WORK TO DO:
Beneath this sentence is a set of records; write each of them out exactly.

GIVEN RECORDS:
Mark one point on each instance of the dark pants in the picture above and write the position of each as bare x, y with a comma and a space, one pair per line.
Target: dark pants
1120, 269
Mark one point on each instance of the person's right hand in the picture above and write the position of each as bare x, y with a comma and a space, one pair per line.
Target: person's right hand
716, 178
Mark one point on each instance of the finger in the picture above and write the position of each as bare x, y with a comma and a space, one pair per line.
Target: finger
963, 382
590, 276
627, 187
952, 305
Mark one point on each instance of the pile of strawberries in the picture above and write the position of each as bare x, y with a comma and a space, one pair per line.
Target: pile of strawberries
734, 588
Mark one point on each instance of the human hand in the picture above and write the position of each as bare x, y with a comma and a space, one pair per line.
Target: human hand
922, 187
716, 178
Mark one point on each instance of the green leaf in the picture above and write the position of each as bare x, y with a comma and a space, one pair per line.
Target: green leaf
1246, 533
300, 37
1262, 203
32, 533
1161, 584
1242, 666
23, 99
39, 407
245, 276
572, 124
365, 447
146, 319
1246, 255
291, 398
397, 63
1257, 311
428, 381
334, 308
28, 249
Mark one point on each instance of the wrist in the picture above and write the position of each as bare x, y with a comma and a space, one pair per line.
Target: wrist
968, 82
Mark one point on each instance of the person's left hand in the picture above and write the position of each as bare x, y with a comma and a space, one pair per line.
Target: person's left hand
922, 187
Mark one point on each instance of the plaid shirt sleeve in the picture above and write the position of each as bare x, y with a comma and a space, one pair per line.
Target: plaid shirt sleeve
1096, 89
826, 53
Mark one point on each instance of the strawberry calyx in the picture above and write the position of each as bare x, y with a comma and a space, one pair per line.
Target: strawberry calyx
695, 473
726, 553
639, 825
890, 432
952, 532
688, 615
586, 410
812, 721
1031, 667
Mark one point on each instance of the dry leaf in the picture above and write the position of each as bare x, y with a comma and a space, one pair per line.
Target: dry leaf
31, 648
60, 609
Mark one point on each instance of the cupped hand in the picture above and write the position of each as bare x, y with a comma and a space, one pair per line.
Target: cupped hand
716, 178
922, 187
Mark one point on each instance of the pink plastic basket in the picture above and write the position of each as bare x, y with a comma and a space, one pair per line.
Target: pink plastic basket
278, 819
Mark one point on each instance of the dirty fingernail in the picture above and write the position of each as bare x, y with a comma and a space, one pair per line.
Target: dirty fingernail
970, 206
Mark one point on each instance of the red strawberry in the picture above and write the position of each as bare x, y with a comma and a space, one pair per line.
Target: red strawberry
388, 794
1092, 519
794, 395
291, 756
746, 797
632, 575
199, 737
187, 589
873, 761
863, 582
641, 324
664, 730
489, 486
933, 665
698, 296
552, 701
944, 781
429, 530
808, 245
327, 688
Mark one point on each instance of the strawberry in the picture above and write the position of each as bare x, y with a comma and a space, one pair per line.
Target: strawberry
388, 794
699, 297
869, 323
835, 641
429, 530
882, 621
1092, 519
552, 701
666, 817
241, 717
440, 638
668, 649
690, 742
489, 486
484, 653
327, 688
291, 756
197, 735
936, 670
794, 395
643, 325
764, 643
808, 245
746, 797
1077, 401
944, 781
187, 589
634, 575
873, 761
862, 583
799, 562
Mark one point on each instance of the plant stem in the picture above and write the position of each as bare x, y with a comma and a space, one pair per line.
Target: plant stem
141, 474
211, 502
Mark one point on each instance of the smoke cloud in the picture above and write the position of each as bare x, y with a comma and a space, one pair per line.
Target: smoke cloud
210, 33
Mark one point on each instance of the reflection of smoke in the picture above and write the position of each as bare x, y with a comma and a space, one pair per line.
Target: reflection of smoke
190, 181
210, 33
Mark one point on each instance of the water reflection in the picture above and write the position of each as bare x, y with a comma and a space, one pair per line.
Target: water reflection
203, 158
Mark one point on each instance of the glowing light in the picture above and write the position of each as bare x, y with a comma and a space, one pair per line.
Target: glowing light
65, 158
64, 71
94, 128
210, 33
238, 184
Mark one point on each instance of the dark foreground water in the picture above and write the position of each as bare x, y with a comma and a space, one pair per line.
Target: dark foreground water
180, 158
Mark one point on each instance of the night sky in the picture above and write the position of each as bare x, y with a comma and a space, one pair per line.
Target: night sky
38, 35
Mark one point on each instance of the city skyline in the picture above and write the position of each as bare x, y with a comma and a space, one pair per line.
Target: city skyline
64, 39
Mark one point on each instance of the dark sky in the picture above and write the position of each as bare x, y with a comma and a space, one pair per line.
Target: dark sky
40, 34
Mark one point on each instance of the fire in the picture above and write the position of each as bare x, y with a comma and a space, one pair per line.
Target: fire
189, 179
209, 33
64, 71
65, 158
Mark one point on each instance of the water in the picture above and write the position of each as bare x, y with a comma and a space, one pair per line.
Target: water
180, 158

SOLUTION TO THE EXERCISE:
Mark one point on each instance of the dark pants in the picture above and write the position of each as bare x, y with a comma and a space, one pair per line.
Target: dark pants
1120, 269
Mark one point on each instance of the person's right hand in the picture above and write the position of each as bare x, y with a comma and a space, one pair per line.
Target: person's right hand
716, 178
Mark one point on each instance of the finger in the picture above and write the position of each as bare x, y with a comma and a space, one pair per line.
Target: finger
963, 382
590, 276
627, 187
952, 305
Mark one point on each instance of the pile of strawberries in the picture above and write the position of each as bare x, y with a comma and a space, one pair per line.
Target: pile of strawberries
734, 588
Mark one point on each instance of the human hand in the picture above and write the position of each as bare x, y with a comma and a space, one pair per line.
Target: human hand
922, 187
716, 178
Mark one point on each instance of the green leaf in the picture above and write the position of each as bare x, y with a comma and a space, one pair per line.
Target: green leaf
1246, 533
300, 37
1262, 203
32, 533
1161, 584
1242, 666
23, 99
39, 407
245, 276
572, 124
365, 447
146, 319
1246, 255
291, 398
397, 63
1257, 311
428, 381
334, 308
28, 249
Mark one point on each instance of the wrist in the picture above and write the position of each as bare x, y with a comma and a space, one pair per line.
Target: wrist
968, 82
Mark one point on each instance of the person's left hand in the picture above and write the position of each as bare x, y with a comma and a space, one pair per line.
Target: person's left hand
922, 187
Mark one point on each instance of the plaid shirt sleeve in the picture above and write the position of each as bare x, y with a comma and a space, one pair per line.
Target: plaid shirt sleeve
1096, 89
826, 53
Mark one point on each instance of the strawberry calyx in the picture above and write the position of each as bare x, y with a comma and a space, one pair per line.
Target: strawberry calyx
695, 473
726, 553
639, 825
890, 432
952, 532
688, 615
586, 410
812, 721
1031, 667
Mark one point on each instance of the dry leaf in the picture above and write the position of each as bare x, y with a comma and a space, one pair per line.
Target: dry leaf
31, 648
60, 609
Mark one point on each instance of the cupped hand in the picture above and write the position of each as bare x, y with a comma and a space, one pair per line.
Target: cupped hand
716, 178
922, 187
Mark one point on each instance of the pink plastic basket in the picture above and write the position of each as bare x, y with a comma and a space, one pair per line.
Target: pink plastic basket
278, 819
Mark one point on each instance of the dirty fingernail in the picture above and write the position of each as bare x, y with a comma and a space, one pair per line.
Target: dirty fingernail
970, 206
Mark one point on each instance of the red strawberry in the picture above and write the position of each as bare x, y with a comma and a space, one pair per line.
Target: red strawberry
388, 794
1092, 519
794, 395
291, 756
746, 797
632, 575
199, 737
187, 589
873, 761
863, 582
641, 324
664, 730
489, 486
933, 665
698, 296
552, 701
944, 781
429, 530
808, 245
327, 688
Mark one point on each instance of the strawberry in the picture above and write the position of each as bare x, y with a comma and a space, one pair per line.
Target: strawberry
388, 794
699, 297
869, 323
835, 641
429, 530
882, 621
1092, 519
552, 701
666, 817
241, 717
440, 638
668, 649
690, 742
489, 486
484, 653
327, 688
291, 756
197, 735
936, 670
794, 395
643, 325
764, 643
808, 245
746, 797
1077, 401
944, 781
187, 589
634, 575
873, 761
862, 583
799, 562
Mark one point on each instance of the plant stem in the picture above and write the position of each as bare x, y with a comma and a space, one pair per line.
Target: plant stem
141, 474
211, 502
Mark one point on each instance of the smoke cloud in the picture above and write the position of each as bare x, y with a comma and a space, one pair per line.
Target: smoke cloud
210, 33
Mark one point on each instance of the reflection of smoke in the picture above and write the position of each as bare x, y with a comma and a space, one pair per line.
Target: reflection of smoke
190, 181
210, 33
Mark one point on each instance of the water reflection in the picture above and write the position of each as bare x, y with a comma and a space, one pair per line.
Target: water reflection
203, 158
Mark one point on each instance of the glowing light in the picture above and write the position of each as bare x, y with a comma and a space, one pair per line.
Target: glowing light
65, 158
64, 71
94, 128
210, 33
238, 184
Mark one point on each instance of the dark foreground water in the picture above and write the position of each as bare x, y with a comma and a space, one pair per line.
Target: dark foreground water
180, 158
Mark one point on each instance of the night sky in the picture above and write the position of each as bare x, y with a comma and a space, one pair per line.
Target: night sky
38, 35
Mark one point on each instance of the city skyline in the picture above and write the position of each as bare x, y with a comma and a space, one pair per line.
Target: city skyline
64, 39
Mark one point on each instance of the dark sky in the picture above and write the position of each as bare x, y with a comma and a space, one pair per line.
Target: dark sky
40, 34
Mark one point on each instance of the fire in the picture above and write the position of each as bare x, y with a comma and a space, one pair per line.
Target: fire
189, 179
209, 33
64, 71
65, 158
Mark one point on each instance of the water in the picture above and write the position of each as bare x, y with a comma and a space, one pair per line.
Target: water
180, 158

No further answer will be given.